The AHDB’s arable cropping survey for April revealed that less than 50% of wheat was rated in good or excellent condition, whereas this time last year almost 90% of the wheat crop was reportedly in better than normal condition.

A separate AHDB report released earlier in the year showed that cropping area is also down this year, with an 80% increase in arable fallow or intended fallow land.

Mr Clarke said the prolonged wet period had left farmers no opportunity to catch up with spring plantings.

Helen Browning, chief executive of the Soil Association, who also runs an organic livestock and arable farm in Wiltshire, warned of a “potentially catastrophic” situation for society if politicians do not get environmental and farming policies right.

“At the moment, it feels as though farmers are carrying an undue proportion of the risk in terms of trying to manage their businesses at a time when they are making very little profit, if any at all,” she said, adding that “if you were economically rational, you wouldn’t farm”.

-=-=-=-=-

■ **Given instruction 1**
Give every percentage figure that the wheat-condition passage cites, along with what each one measures.
■ **Given instruction 2**
Resume the wheat-condition passage after its final sentence and keep its reporting style.

■ **Data block**
-=-=-=-=-

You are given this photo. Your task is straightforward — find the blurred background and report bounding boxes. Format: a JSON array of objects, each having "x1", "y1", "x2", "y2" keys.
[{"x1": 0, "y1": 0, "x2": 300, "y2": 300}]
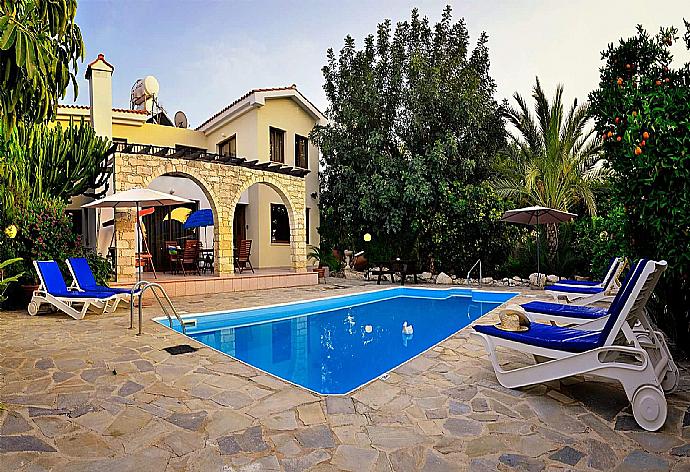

-=-=-=-=-

■ **Output 1**
- Less than 50%: the share of wheat rated in good or excellent condition in the AHDB's April arable cropping survey
- Almost 90%: the share of the wheat crop reportedly in better than normal condition at this time last year
- 80%: the increase in arable fallow or intended fallow land, from a separate AHDB report

■ **Output 2**
Long-term investment

The country needs to invest in the right kind of infrastructure and support for the long term to give farmers the confidence to continue producing the food on our plates, said Ms Browning.

“Actually, at the moment, a lot of farmers are considering their options and thinking about walking away from their farms,” she warned. “They could make far more money doing something else.”

Dr Hannah Cloke, professor of hydrology at the University of Reading, said to protect the nation’s food security, the UK must redouble its efforts to reduce greenhouse gas emissions and invest in sustainable farming practices, flood defences and soil health.